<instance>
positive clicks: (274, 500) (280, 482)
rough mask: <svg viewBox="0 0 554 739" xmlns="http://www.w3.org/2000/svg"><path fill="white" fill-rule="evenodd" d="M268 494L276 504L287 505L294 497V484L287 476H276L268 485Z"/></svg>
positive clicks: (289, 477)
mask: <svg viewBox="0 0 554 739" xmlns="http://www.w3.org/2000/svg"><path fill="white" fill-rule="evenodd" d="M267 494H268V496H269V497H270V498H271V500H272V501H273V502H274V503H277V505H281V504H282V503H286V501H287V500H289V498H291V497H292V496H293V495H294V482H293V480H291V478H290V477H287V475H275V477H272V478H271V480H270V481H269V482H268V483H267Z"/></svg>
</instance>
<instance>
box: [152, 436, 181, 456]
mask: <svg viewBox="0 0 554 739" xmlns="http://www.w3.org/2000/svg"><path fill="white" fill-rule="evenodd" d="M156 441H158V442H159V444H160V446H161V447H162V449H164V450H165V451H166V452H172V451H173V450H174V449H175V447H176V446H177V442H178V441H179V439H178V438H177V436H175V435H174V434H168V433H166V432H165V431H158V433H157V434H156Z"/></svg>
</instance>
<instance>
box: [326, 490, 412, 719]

▸ **Work request**:
Output all of the lines above again, character for character, with nothing added, dropped, or changed.

▸ **Expected answer**:
<instance>
positive clicks: (274, 500) (280, 482)
rough mask: <svg viewBox="0 0 554 739" xmlns="http://www.w3.org/2000/svg"><path fill="white" fill-rule="evenodd" d="M268 494L276 504L287 505L294 497V484L287 476H276L268 485Z"/></svg>
positive clicks: (289, 477)
mask: <svg viewBox="0 0 554 739" xmlns="http://www.w3.org/2000/svg"><path fill="white" fill-rule="evenodd" d="M267 494H268V496H269V497H270V498H271V500H272V501H273V502H274V503H277V505H281V504H282V503H286V501H287V500H289V498H291V497H292V496H293V495H294V482H293V480H291V478H290V477H287V475H275V477H272V478H271V480H270V481H269V482H268V483H267Z"/></svg>
</instance>
<instance>
box: [152, 436, 181, 456]
mask: <svg viewBox="0 0 554 739" xmlns="http://www.w3.org/2000/svg"><path fill="white" fill-rule="evenodd" d="M156 441H158V442H159V444H160V446H161V447H162V449H164V450H165V451H166V452H172V451H173V450H174V449H175V447H176V446H177V442H178V441H179V439H178V438H177V436H175V435H174V434H168V433H166V432H165V431H158V433H157V434H156Z"/></svg>
</instance>
<instance>
box: [326, 490, 412, 719]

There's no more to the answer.